▶ [YANG HARUS DIKERJAKAN]
(1) Cetak tanpa perubahan bagian teks tentang konsumsi beras yang dimulai dari "Pasca lengsernya Pak" dan berakhir pada "pertahun per orang.".
(2) Jawab pertanyaan berikut berdasarkan teks tentang konsumsi beras.
(a) Berapa rata-rata konsumsi nasi per orang per tahun di Indonesia?
(b) Makanan apa yang lebih disukai rakyat Papua?
(c) Berapa banyak beras yang diimpor Indonesia setiap tahun?

▶ [KUTIPAN DOKUMEN]
§

Baru-baru ini salah seorang Menteri melontarkan gagasan yang cukup brilian, walaupun banyak juga yang menentang, agar rakyat Indonesia mengurangi konsumsi nasi, sehingga kita tiap tahun tidak dipusingkan tercapai tidaknya swasembada beras dan berapa defisit yang harus diimpor.
Dialah Gita Wiryawan, Kepala BKPM yang juga merangkap Menteri Perdagangan. Seorang Menteri yang masih muda, santun, ganteng, kaya, penuh terobosan dan terlihat cerdas !
He.he.he sorry Pak Menteri kalau saya bilang terlihat cerdas, bukan berarti saya mengatakan tidak cerdas beneran, track record Bapak di dunia korporasi sudah membuktikan itu dan sayapun sudah membuktikan dari beberapa kali percakapan dengan Bapak....
Pasca lengsernya Pak Harto, hampir setiap tahun Indonesia selalu mengimpor beras, entah dari vietnam, thailand atau malah India. Padahal tradisi bertani kita tidaklah kalah oleh mereka. Ini tentu menjadi hal yang sangat ironis mengingat kita juga merupakan salah satu produsen beras terbesar dunia
Hitung punya hitung, ternyata masyarakat kita juga merupakan konsumen beras paling tinggi di dunia. Data yang disodorkan; rata-rata orang Indonesia makan nasi 120 - 140 kg pertahun per orang, bandingkan dengan vietnam, malaysia atau thailand yang konsumsi rata-ratanya di level 60 – 70 kg pertahun per orang.
Padahal dari berbagai suku yang ada di Indonesia tidak semuanya makan nasi sebagai makanan utama mereka. Rakyat Papua lebih suka makan sagu, begitu juga ambon dan lainnya. Namun kampanye jaman orba bahwa kalau belum makan nasi dianggap belum sejahtera rupanya sangatlah berhasil sehingga semua orang menjadikan nasi sebagai makanan pokoknya.
Saya setuju peningkatan produksi beras sangatlah penting. Tapi sampai seberapa jauh hal ini bisa dilaksanakan ? mengingat luasan sawah semakin sempit dan tentunya kita tidak ingin menebangi hutan untuk dijadikan sawah
Ide mengelola kebutuhan beras dari sisi demand sangatlah menarik, juga bisa dilakukan mengingat sangat tingginya konsumsi nasi perkapita. Kalau saja setiap orang Indonesia mengurangi konsumsi beras 40 kg pertahun, maka akan ada penghematan sebesar 40 kg x 250 juta = 10 juta ton per tahun
Sementara kita mengimpor beras setiap tahun sekitar 2 – 5 juta ton. Dengan penghematan 10 juta ton pertahun kita langsung menjadi negara surplus beras yang bisa kita ekspor. Mengganti 40 kg beras bisa kita lakukan dengan diversifikasi pangan; ubi, singkong, sagu, buah buahan dan susu yang lebih sehat
Selama ini kita selalu fokus pada sisi penyediaan atau supply, namun tidak pernah secara serius dan arif mengelola sisi konsumsi atau demand sehingga yang terjadi seperti 'rat race'...produksi bertambah namun konsumsi bertambah lebih cepat lagi.

§

▶ [DATA]

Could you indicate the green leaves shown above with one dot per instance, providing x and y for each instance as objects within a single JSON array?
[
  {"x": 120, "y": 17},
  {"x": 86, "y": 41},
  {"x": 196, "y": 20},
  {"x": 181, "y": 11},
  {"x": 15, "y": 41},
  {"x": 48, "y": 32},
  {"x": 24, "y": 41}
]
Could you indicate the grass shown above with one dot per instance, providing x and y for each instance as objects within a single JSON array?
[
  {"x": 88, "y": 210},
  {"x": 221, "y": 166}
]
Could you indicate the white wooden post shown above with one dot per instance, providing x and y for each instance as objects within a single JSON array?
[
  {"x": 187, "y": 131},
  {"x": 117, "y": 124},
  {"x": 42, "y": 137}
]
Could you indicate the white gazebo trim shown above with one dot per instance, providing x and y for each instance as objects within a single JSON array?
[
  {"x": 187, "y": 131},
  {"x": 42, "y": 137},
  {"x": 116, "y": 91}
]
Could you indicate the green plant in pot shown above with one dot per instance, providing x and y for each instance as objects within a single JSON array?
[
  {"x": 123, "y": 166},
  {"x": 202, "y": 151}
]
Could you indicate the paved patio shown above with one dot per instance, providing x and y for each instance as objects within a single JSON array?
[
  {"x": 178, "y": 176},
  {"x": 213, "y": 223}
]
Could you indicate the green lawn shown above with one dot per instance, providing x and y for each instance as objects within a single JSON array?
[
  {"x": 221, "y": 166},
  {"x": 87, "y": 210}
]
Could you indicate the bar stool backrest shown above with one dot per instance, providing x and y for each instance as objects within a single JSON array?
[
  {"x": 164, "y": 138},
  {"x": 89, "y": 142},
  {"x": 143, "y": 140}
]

§

▶ [JAWABAN SOAL]
(1)
Pasca lengsernya Pak Harto, hampir setiap tahun Indonesia selalu mengimpor beras, entah dari vietnam, thailand atau malah India. Padahal tradisi bertani kita tidaklah kalah oleh mereka. Ini tentu menjadi hal yang sangat ironis mengingat kita juga merupakan salah satu produsen beras terbesar dunia
Hitung punya hitung, ternyata masyarakat kita juga merupakan konsumen beras paling tinggi di dunia. Data yang disodorkan; rata-rata orang Indonesia makan nasi 120 - 140 kg pertahun per orang, bandingkan dengan vietnam, malaysia atau thailand yang konsumsi rata-ratanya di level 60 – 70 kg pertahun per orang.

(2)
(a) 120–140 kg per tahun per orang.
(b) Sagu.
(c) Sekitar 2–5 juta ton.